----- Фрагмент документа
Найти в Дзене
Константин Смолий

Вольтер, гений низвержений

Влияние, которое оказал Вольтер на русскую и мировую культуру, огромно. «Наперсник Государей, идол Европы, первый писатель своего века, предводитель умов и современного мнения», — так характеризует кумира своей юности Пушкин. И до сих пор многие считают Вольтера одним из творцов современного мира. Но каков его реальный вклад в сокровищницу человеческой мысли? Каким он был философом и какие идеи пропагандировал? Давайте попробуем приблизиться к ответам на эти вопросы, вчитавшись в его главное философское произведение — «Кандид, или Оптимизм».

Кто такой Вольтер?

Вольтер — личность странная, парадоксальная. Каждый согласится с тем, что он велик, но не каждый скажет, велик в чём. Он был драматургом, но многие ли назовут его самые знаменитые пьесы? А ведь он написал 28 классических трагедий! Почему же они не сохранились в памяти людей так, как сохранились шекспировские «Гамлет», «Отелло» и «Ромео и Джульетта»? Он был поэтом, но многие ли процитируют его лучшие стихотворения или хотя бы самые яркие цитаты из них? Он был историком, но какой вклад в историческую науку он внёс? Конечно, современники знали ответы на эти вопросы, но почему так мало из его наследия осталось актуальным в наши дни?

Вольтер, без сомнения, был философом, но какой философской концепции он придерживался, и смог ли создать собственную систему мысли? Или он блестящий дилетант, освятивший своим талантом множество сфер, но ни в одной не произведший революции и даже породивший значимых новшеств? На мой взгляд, судьба его наследия не слишком завидна потому, что в его даре преобладает не созидательный, а разрушительный элемент; он критик, полный сарказма сатирик, высмеиватель в эпиграммах, а не созидатель вечных образов. И даже знаменитое вольтеровское «раздавить гадину», сказанное в адрес Церкви, высвечивает нигилистическую суть его таланта.
----------
----- Строки набора данных
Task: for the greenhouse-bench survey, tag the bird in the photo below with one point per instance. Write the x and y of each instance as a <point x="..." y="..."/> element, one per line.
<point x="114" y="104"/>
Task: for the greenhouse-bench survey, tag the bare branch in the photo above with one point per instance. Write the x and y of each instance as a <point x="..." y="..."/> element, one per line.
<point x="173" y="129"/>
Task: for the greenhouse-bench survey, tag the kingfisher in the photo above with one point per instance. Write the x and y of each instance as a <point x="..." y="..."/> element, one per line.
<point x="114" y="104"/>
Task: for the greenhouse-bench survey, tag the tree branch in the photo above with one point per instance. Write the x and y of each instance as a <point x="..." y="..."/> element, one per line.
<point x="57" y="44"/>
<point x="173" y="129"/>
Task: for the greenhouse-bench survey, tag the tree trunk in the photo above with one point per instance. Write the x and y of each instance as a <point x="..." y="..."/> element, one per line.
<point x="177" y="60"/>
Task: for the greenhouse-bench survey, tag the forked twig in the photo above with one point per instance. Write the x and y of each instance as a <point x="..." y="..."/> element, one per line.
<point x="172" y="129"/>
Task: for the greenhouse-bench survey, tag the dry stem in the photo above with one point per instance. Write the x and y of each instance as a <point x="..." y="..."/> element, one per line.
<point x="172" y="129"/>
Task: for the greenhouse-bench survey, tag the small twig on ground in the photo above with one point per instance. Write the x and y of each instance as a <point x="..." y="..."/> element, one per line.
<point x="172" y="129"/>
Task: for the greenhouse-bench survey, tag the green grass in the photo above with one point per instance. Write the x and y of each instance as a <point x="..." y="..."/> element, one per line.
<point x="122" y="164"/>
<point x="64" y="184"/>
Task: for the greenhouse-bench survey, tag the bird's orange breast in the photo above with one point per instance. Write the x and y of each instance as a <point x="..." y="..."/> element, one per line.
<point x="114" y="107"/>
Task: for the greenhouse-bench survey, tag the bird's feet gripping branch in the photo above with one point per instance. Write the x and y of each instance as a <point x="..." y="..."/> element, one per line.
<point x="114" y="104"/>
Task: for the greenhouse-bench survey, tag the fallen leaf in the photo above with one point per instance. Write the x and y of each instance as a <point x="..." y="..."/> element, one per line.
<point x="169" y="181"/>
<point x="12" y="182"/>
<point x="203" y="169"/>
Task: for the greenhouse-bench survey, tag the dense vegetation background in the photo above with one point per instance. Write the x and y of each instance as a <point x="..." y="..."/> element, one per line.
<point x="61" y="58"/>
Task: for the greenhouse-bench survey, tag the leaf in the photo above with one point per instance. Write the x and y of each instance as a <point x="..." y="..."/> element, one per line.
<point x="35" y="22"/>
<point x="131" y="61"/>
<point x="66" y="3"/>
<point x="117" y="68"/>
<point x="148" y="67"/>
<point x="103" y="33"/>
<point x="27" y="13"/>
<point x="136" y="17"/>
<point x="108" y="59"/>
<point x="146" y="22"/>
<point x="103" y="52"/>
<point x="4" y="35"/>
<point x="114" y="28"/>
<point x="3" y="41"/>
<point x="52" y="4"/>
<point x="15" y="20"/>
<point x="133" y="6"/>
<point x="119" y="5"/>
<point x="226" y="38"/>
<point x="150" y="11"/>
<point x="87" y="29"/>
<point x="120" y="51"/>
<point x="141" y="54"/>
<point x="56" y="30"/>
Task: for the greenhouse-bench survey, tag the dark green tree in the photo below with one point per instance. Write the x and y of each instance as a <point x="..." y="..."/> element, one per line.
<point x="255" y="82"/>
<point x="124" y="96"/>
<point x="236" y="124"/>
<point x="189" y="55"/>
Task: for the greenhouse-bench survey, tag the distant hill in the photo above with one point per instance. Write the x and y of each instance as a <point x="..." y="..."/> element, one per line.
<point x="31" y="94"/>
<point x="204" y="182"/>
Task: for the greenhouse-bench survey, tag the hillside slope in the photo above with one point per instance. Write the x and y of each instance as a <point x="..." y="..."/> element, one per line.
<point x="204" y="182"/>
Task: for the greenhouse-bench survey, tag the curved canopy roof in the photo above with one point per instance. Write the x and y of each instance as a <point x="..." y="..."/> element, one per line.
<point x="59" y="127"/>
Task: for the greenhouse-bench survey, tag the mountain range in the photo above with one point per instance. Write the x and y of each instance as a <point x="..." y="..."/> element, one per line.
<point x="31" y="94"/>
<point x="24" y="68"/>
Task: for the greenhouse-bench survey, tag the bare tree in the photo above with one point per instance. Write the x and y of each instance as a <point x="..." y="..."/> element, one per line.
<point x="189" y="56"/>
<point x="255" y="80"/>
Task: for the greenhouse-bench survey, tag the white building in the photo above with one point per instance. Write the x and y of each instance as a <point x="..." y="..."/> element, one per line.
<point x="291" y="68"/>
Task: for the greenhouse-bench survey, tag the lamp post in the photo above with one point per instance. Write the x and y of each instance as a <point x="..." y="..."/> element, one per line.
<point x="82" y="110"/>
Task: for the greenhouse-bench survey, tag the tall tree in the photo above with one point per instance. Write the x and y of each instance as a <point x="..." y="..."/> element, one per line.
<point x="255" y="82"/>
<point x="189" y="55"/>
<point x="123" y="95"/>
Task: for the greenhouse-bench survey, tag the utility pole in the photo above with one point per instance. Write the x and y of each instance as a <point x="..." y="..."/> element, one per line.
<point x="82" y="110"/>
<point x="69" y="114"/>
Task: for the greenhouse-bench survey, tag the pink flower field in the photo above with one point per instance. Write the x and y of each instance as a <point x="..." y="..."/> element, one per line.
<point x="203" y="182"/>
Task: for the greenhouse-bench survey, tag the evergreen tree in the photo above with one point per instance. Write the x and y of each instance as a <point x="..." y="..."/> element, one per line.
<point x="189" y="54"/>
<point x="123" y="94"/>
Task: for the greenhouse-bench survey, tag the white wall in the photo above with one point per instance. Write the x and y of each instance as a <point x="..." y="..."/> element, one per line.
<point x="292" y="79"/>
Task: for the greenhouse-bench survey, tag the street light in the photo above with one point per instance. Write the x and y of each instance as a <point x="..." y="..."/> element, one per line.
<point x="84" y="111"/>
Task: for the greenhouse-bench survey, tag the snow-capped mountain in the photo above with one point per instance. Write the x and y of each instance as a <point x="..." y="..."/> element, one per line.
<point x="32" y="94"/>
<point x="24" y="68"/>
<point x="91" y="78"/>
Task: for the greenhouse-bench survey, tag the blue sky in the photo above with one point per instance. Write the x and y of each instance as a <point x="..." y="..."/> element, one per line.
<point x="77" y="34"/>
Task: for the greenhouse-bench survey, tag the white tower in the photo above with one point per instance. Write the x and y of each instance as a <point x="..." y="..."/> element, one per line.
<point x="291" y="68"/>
----------
▶ [Задание 1]:
Скопируйте дословно фрагмент текста о Вольтере между «Вольтер — личность» и «в наши дни?» включительно.
▶ [Задание 2]:
Продолжите текст о Вольтере, начав сразу после его последнего предложения.
Строки для выполнения задания не используются.

▶ [Письменный ответ 1]:
Вольтер — личность странная, парадоксальная. Каждый согласится с тем, что он велик, но не каждый скажет, велик в чём. Он был драматургом, но многие ли назовут его самые знаменитые пьесы? А ведь он написал 28 классических трагедий! Почему же они не сохранились в памяти людей так, как сохранились шекспировские «Гамлет», «Отелло» и «Ромео и Джульетта»? Он был поэтом, но многие ли процитируют его лучшие стихотворения или хотя бы самые яркие цитаты из них? Он был историком, но какой вклад в историческую науку он внёс? Конечно, современники знали ответы на эти вопросы, но почему так мало из его наследия осталось актуальным в наши дни?

▶ [Письменный ответ 2]:
Но позвольте, скажут иные, разве не было у него позитивной программы — а именно, Просвещения. Именно к этой традиции мысли, сыгравшей значительную роль в движении мировой истории, его зачастую относят, хотя для главных французских просветителей он был чуть старшим современником, наставником, вдохновителем. Но был ли сам Вольтер просветителем? Да, он был знаком со всеми, он писал для «Энциклопедии», его ставят в один ряд с Дидро, Даламбером, Руссо, но соответствует ли дух и пафос его сочинений просветительскому оптимизму и прогрессизму? Чтобы ответить на эти вопросы, попытаемся вчитаться в главное философское произведение Вольтера — «Кандид, или Оптимизм».

-2

Панглосс, пророк оптимизма

Нет нужды пересказывать все сюжетные перипетии сего сочинения, поскольку они не обладают самостоятельной ценностью и даже внутренней логической связностью. Всё здесь подчинено иллюстративной задаче — продемонстрировать некие принципы, заранее заданные автором. Вот живёт Кандид в замке своего дяди в Вестфалии, и всё там устроено идиллически, и всё совершенно. Неудивительно, что живущий там же учитель Панглосс, подлинный проповедник оптимизма, считает, будто наш мир — лучший из миров. Но затем идиллия рушится, Кандида изгоняют за связь с дочерью владельца имения Кунигундой, и так начинаются его полные бед странствия, да и само имение подвергается разграблению, а выжившие обитатели — Панглосс, Кунигунда и её брат — тоже отправляются в странствия. Все герои периодически встречаются и расстаются, затевают всякие предприятия и терпят неудачу, богатеют и теряют всё до последнего гроша, стяжают славу и проваливаются в ничто, куда-то стремятся и оказываются ни с чем. Перечислять все эти перипетии — жутко утомительно, и мы этого делать не будем.

Скажем о главном — о философских установках героев. Панглосс — подлинный оптимист, он считает, что лучше данного мира быть не может, хотя непонятно, то ли действительно наш мир так уж хорош, то ли другие потенциальные миры должны быть ещё хуже. Почему должны? Потому что, по его мнению, из всех возможностей в силу гармоничности мира реализуется наилучшая, оптимальная в данных условиях. Панглосс — детерминист, он полагает, что всё на свете есть лишь сцепление причин и следствий, и у каждого следствия есть своя причина. А раз всё существующее есть конгломерат имеющих причины следствий, а не чей-то произвол и волюнтаризм, мы должны считать всё существующее лучшим из возможных. В этом месте я вижу логическую натяжку, ведь не совсем понятно, почему каждое конкретное следствие из некой причины мы должны считать лучшим из того, что в принципе могло из этой причины произойти, а потому попытка Панглосса окрашивать голый детерминизм в этические цвета кажется натянутой и беспочвенной.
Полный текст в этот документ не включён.